Extract the text of every entry below exactly; leave images out.

* **Information given**:
■ ■ ■ ■
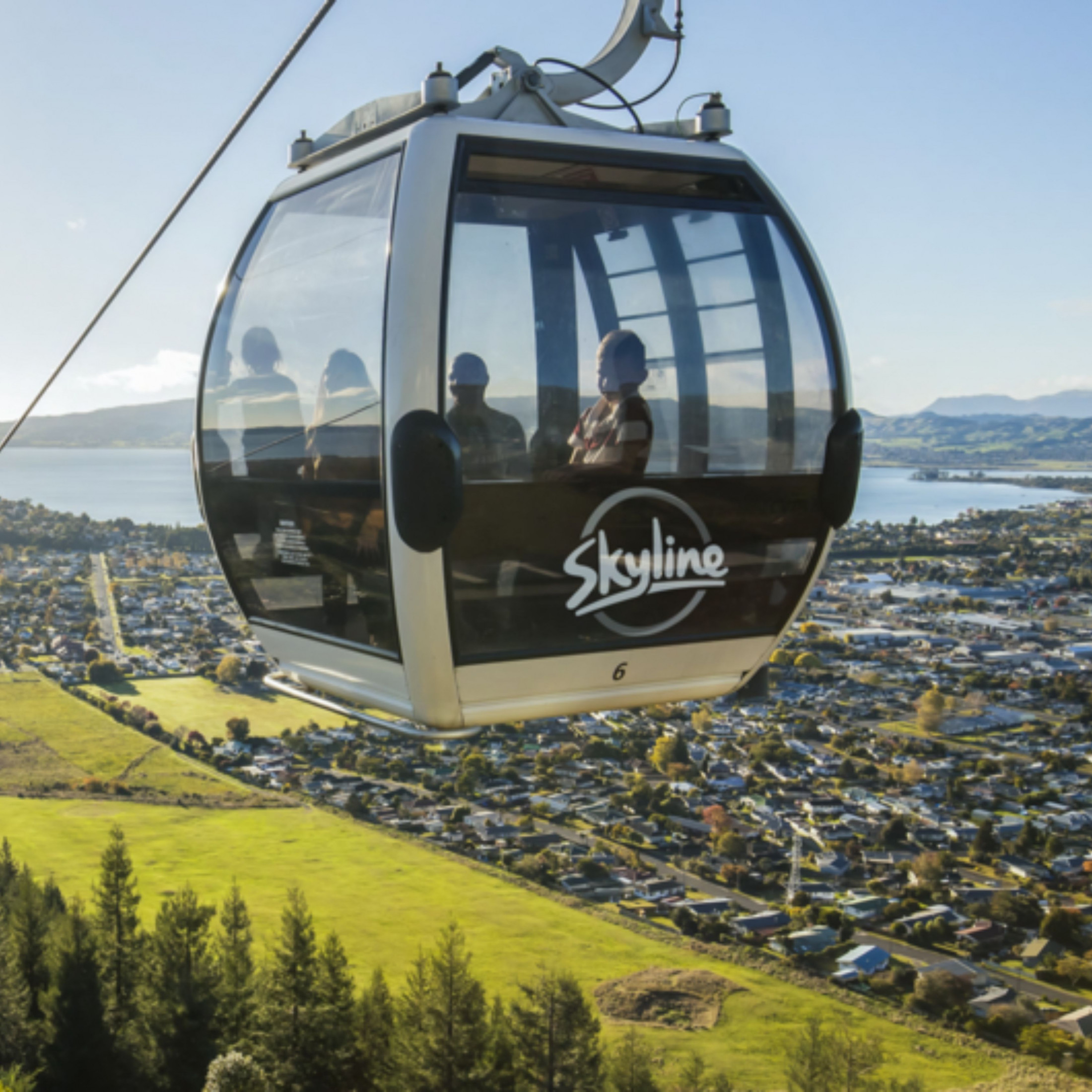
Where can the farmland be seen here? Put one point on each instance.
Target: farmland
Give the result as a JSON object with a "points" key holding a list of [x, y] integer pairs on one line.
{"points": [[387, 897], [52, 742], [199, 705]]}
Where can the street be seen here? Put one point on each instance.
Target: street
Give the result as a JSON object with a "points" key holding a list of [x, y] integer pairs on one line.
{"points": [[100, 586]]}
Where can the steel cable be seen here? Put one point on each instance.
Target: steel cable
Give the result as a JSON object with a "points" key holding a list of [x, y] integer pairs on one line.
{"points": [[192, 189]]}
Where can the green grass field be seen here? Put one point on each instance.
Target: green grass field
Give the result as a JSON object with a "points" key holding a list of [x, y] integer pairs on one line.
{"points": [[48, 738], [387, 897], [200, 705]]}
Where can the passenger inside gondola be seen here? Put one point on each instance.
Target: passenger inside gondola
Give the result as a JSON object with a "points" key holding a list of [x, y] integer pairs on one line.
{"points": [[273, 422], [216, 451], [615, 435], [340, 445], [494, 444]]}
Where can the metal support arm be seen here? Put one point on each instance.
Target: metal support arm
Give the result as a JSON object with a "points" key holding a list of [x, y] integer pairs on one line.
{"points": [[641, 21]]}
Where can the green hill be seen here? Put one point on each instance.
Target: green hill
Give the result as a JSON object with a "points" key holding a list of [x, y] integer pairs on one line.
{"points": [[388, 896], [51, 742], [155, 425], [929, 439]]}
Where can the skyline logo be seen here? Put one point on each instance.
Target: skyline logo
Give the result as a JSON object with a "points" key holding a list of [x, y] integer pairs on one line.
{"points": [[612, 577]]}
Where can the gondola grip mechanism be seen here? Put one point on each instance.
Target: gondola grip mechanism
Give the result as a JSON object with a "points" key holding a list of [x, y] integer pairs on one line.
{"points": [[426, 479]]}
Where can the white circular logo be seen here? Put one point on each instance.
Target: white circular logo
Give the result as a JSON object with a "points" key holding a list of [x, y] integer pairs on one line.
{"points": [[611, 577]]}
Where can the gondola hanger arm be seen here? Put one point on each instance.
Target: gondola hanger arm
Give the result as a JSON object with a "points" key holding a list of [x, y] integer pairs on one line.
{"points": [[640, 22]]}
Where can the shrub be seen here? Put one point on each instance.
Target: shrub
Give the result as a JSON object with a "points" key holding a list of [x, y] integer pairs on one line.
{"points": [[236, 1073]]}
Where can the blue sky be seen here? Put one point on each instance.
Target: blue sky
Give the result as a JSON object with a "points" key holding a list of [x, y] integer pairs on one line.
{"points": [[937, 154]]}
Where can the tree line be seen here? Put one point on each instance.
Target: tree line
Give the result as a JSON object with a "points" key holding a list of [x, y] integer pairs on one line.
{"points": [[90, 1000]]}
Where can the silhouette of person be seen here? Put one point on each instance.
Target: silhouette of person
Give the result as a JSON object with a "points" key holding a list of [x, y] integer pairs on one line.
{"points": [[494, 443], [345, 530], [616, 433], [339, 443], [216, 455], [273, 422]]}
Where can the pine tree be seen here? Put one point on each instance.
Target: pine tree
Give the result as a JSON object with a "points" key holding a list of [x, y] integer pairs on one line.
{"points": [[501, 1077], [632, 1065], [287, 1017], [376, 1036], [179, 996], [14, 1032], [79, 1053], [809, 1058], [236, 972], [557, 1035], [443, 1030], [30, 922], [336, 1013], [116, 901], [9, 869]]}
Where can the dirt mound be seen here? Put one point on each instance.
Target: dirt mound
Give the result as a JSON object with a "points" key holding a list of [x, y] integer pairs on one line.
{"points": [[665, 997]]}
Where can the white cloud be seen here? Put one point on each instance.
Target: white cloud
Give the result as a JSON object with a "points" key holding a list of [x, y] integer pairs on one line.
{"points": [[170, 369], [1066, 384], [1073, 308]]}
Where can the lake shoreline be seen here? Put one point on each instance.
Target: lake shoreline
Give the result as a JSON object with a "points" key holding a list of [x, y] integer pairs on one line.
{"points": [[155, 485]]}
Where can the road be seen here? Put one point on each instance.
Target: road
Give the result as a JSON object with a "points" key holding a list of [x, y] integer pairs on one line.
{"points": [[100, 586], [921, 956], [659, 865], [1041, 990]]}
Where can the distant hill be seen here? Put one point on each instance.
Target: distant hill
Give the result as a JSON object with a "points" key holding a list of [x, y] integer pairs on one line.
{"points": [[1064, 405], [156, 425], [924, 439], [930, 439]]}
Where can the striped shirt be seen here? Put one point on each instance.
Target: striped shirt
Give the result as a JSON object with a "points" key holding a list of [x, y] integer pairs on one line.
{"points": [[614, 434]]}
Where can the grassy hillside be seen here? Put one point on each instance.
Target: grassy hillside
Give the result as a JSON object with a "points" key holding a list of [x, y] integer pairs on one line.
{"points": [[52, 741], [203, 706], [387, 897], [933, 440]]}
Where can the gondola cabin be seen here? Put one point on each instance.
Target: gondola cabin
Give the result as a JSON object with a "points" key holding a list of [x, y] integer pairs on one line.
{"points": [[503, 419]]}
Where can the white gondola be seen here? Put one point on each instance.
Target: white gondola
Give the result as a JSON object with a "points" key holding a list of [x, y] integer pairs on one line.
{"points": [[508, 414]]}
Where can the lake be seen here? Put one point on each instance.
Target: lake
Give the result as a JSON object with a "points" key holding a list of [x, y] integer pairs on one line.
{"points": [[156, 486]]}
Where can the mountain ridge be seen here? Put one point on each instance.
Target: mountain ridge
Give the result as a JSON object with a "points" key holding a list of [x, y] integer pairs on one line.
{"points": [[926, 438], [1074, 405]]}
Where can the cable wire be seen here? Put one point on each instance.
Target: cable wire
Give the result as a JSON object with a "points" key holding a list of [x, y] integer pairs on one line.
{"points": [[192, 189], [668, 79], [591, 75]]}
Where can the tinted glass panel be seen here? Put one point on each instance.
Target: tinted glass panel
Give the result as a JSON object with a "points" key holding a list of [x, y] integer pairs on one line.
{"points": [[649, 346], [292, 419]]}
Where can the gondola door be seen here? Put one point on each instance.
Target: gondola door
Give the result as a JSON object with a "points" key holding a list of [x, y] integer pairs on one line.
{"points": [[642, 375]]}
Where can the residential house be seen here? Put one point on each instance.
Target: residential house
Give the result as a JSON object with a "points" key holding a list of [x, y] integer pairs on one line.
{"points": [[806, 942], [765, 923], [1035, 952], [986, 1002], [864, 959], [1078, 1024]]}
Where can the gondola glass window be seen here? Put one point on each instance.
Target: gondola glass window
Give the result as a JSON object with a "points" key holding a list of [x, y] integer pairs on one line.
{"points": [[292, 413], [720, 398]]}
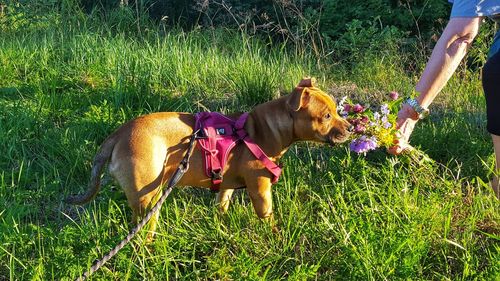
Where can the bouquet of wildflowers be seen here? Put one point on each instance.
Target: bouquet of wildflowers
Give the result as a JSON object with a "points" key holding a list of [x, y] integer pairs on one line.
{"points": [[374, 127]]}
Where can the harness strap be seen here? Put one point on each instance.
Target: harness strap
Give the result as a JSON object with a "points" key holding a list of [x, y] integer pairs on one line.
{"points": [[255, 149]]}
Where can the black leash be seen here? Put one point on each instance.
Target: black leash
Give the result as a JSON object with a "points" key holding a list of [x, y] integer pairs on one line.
■ ■ ■ ■
* **Exercise solution**:
Where can the farmland be seen here? Put one point on each instance.
Target: farmland
Give the result as a JSON object with a "points" key holding a list of [x, y] integer pairs on one line.
{"points": [[387, 897], [52, 742], [199, 705]]}
Where can the street be seen here? Put one point on each instance.
Target: street
Give the result as a JSON object with a "points" key holding a list of [x, y] integer pairs on one line.
{"points": [[100, 586]]}
Where can the steel cable be seen here? Put one point on each instance.
Target: steel cable
Give the result as a JSON object with a "points" key holding a list of [x, y] integer pairs on one line.
{"points": [[192, 189]]}
Where can the green grass field be seen here? Put one point on each instance.
Target: green grass field
Give the result as a JSON object with a "points" key holding a list of [x, y] integer pairs on one line.
{"points": [[48, 738], [387, 897], [200, 705]]}
Where can the passenger inside gondola be seen here? Put one point on each instance.
Target: passenger inside gondola
Give the result as a JSON object with a "points" key holding a list of [x, y] integer pairs on one line.
{"points": [[273, 422], [216, 451], [615, 435], [340, 445], [494, 444]]}
Where can the metal support arm be seen here? Put one point on each instance.
Target: metal support arm
Give the result as a JSON object with a "points" key holding a list of [x, y] integer pairs on one line.
{"points": [[641, 21]]}
Where can the green hill be seen here? Put one point on each instance.
Target: green hill
Give the result as a JSON object with a "points" key holding a list of [x, y] integer pairs on one line.
{"points": [[388, 896], [51, 742], [155, 425], [929, 439]]}
Where can the skyline logo be seen here? Put one point on each instance.
Target: skyline logo
Give the result as a JSON object with a "points" key holding a list of [x, y] integer pairs on one line.
{"points": [[612, 577]]}
Where can the gondola grip mechanism be seen here? Put one point on each instance.
Target: gondola grip mechanism
Give the result as a JSON object with a "points" key holding a list of [x, y] integer pairs on one line.
{"points": [[426, 479]]}
Where can the white circular logo be seen here? Put one point on each instance.
Target: white circular logo
Give the result as a JSON object with a "points" key holding a list of [x, y] integer pairs on one line.
{"points": [[611, 577]]}
Where can the gondola hanger arm be seen here? Put one point on each instance.
Target: gondola hanger arm
Give the result as a JSON object with a "points" key holding a list of [x, y] integer pairs on one line.
{"points": [[640, 22]]}
Where can the shrub be seen here? Put one point on each instance.
Target: shrub
Give the result as a JSON object with a "points" key holding a list of [x, y] integer pairs on one line.
{"points": [[236, 1073]]}
Where can the blue sky be seen here? Put one point on each instance.
Target: blue sky
Give the result as a JSON object with a "points" key holding a list of [x, y] integer pairs on one line.
{"points": [[937, 154]]}
Where can the tree line be seen here? Put one point on each instance.
Target: tree line
Give the result as a JSON object with a "points" key holding a list of [x, y] integer pairs on one line.
{"points": [[90, 1000]]}
Where can the silhouette of person be seen here? Put one point on each instance.
Target: silhouette of person
Give the result as a JSON object with a "points" key holding a list of [x, y] integer pairs on one line.
{"points": [[494, 443], [345, 530], [616, 433], [339, 443], [216, 455], [273, 422]]}
Where can the pine tree be seen here? Put one point on each instance.
Target: pine tree
Give the result as a JSON object with a "points" key holding a list of [x, y] integer pairs on one line.
{"points": [[501, 1077], [632, 1065], [287, 1017], [376, 1036], [179, 996], [14, 1032], [79, 1053], [809, 1058], [236, 972], [557, 1035], [443, 1030], [30, 922], [336, 1013], [116, 901], [9, 869]]}
Where can the dirt mound be seen here? Put one point on each instance.
Target: dirt mound
Give the result as a JSON object with a "points" key holding a list of [x, y] integer pairs on one line.
{"points": [[665, 997]]}
Where can the white cloud be seen here? Put one point on each instance.
Target: white cloud
Give the result as a JSON object with a "points" key holding a list of [x, y] integer pairs on one line.
{"points": [[170, 369], [1066, 384], [1073, 308]]}
Where can the lake shoreline be seen here? Put one point on each instance.
Target: lake shoreline
Give the result as a JSON object with a "points" key holding a list of [x, y] integer pairs on one line.
{"points": [[155, 485]]}
Where can the road be seen here? Put one point on each instance.
Target: road
Give the result as a JSON object with a "points" key holding a list of [x, y] integer pairs on one line.
{"points": [[100, 586], [921, 956], [659, 865], [1041, 990]]}
Where can the distant hill be seen here? Put one point on each instance.
Target: distant hill
Give the result as a JSON object with a "points" key holding a list of [x, y] integer pairs on one line.
{"points": [[1064, 405], [156, 425], [924, 439], [930, 439]]}
Where can the striped shirt be seen here? Put one point on each instance.
Target: striped shirt
Give the result as a JSON object with a "points" key holding a list of [x, y] integer pairs on one line.
{"points": [[614, 434]]}
Where can the grassy hillside be seen here? Put one point on each instance.
Target: grassy hillside
Give the result as a JSON object with a "points" key holding a list of [x, y] integer pairs on one line.
{"points": [[52, 741], [203, 706], [387, 897], [933, 440]]}
Where can the gondola cabin be seen here? Put one point on each instance.
Target: gondola cabin
Give the result as a JSON object with a "points" key holding a list of [x, y] integer pairs on one line.
{"points": [[503, 419]]}
Where can the white gondola be seen here? Put one point on each instance.
Target: white gondola
Give the result as a JSON object with a "points" key holding a list of [x, y] integer pairs on one line.
{"points": [[508, 414]]}
Where can the lake be seen here? Put one point on each instance.
Target: lake
Give the result as a JSON object with a "points" key holding a list of [x, y] integer pairs on one line.
{"points": [[156, 486]]}
Where can the mountain ridge be seen here? Put one point on each instance.
Target: mountain ridge
Give the result as a JSON object with a "points" key holding a list of [x, y] integer pairs on one line.
{"points": [[926, 438], [1074, 405]]}
Where can the cable wire be seen here? Put one point on each instance.
Target: cable wire
Give the result as a JSON object with a "points" key holding a list of [x, y] integer pairs on one line.
{"points": [[192, 189], [668, 79], [591, 75]]}
Where can the tinted glass panel be seen here? Put one point on each instance.
Target: tinted glass panel
Give the result as a JSON object with a "points" key holding a list of [x, y] integer pairs on one line.
{"points": [[649, 346], [292, 419]]}
Where can the gondola door be seen here? Put one point on each instance.
Target: gondola door
Give the result as a JSON object with a "points" key holding a list of [x, y] integer pairs on one line.
{"points": [[642, 375]]}
Where can the residential house be seen here? Put one point on each instance.
Target: residential house
Give the result as a JSON object with a "points" key holding a list of [x, y] integer pairs on one line.
{"points": [[806, 942], [765, 923], [1035, 952], [986, 1002], [864, 959], [1078, 1024]]}
Where can the gondola glass window be seen here? Put one point on each instance.
Target: gondola glass window
Give the result as a JSON object with a "points" key holding a list of [x, y] integer pairs on one line.
{"points": [[292, 413], [720, 398]]}
Where can the bouquet of wildflowers be seen here? Put one point on each instance.
Target: bouquet of wildflowers
Give the result as a JSON object with a "points" key holding a list of [x, y] integer pairs on one line.
{"points": [[374, 127]]}
Where can the harness strap be seen here? Put one point on each instance.
Target: harness strap
Give the result as a JSON object with a "points" key holding a list of [x, y] integer pairs on one line.
{"points": [[255, 149]]}
Where can the black leash be seen here? Put one point on each instance.
Target: black leash
Give the result as a JSON object with a "points" key holding a list of [x, y] integer pairs on one line.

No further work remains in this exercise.